BEGIN RECORDS SUPPLIED

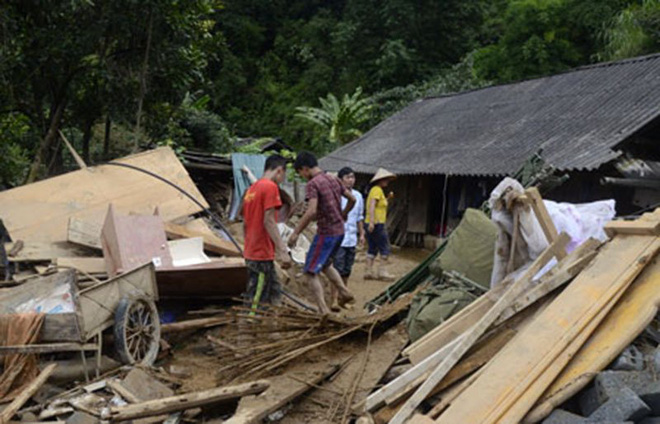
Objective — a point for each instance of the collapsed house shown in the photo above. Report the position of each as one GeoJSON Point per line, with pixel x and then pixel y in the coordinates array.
{"type": "Point", "coordinates": [597, 124]}
{"type": "Point", "coordinates": [92, 262]}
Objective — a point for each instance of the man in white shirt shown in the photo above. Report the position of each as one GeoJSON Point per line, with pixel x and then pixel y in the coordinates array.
{"type": "Point", "coordinates": [353, 231]}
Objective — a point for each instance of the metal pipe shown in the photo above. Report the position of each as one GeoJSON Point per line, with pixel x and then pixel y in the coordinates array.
{"type": "Point", "coordinates": [631, 182]}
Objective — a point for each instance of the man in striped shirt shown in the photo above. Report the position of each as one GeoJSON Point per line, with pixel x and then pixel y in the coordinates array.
{"type": "Point", "coordinates": [323, 194]}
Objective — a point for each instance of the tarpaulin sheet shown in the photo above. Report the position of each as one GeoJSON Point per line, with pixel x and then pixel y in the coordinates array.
{"type": "Point", "coordinates": [18, 369]}
{"type": "Point", "coordinates": [471, 247]}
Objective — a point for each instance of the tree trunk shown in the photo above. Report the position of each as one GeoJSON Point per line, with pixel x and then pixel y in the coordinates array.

END RECORDS SUPPLIED

Reproduce every line above as written, skipping pictures.

SOLUTION:
Objective — a point for each instance of the collapsed house shown in the photo above. Report the position of each as one GeoJSON Point per line, with pixel x and then pixel y in the coordinates array.
{"type": "Point", "coordinates": [597, 124]}
{"type": "Point", "coordinates": [92, 262]}
Objective — a point for each instance of the man in white shirt shown in the photo above. Report the position of each as one GeoJSON Point per line, with pixel x and then pixel y in the coordinates array.
{"type": "Point", "coordinates": [353, 231]}
Objective — a point for each instance of the metal pipe shown in the photo above. Report the position of each as one GeoJSON Point per line, with pixel x and then pixel y in the coordinates array.
{"type": "Point", "coordinates": [631, 182]}
Objective — a point for each instance of the man in striped shirt shown in the photo above. Report the position of each as one GeoJSON Point per line, with pixel x and then pixel y in the coordinates array.
{"type": "Point", "coordinates": [323, 194]}
Objective — a point for each instance of the tarpaulin sheet shown in the photo above. Report the position of each as one GeoJSON Point per line, with pixel x and then pixel y in the coordinates array.
{"type": "Point", "coordinates": [18, 369]}
{"type": "Point", "coordinates": [471, 247]}
Objective — a point for each instance of the tree trunk shown in the photo above. Report the position of each as one GeoJSON Point per line, with pixel x and then pixel y in the coordinates array.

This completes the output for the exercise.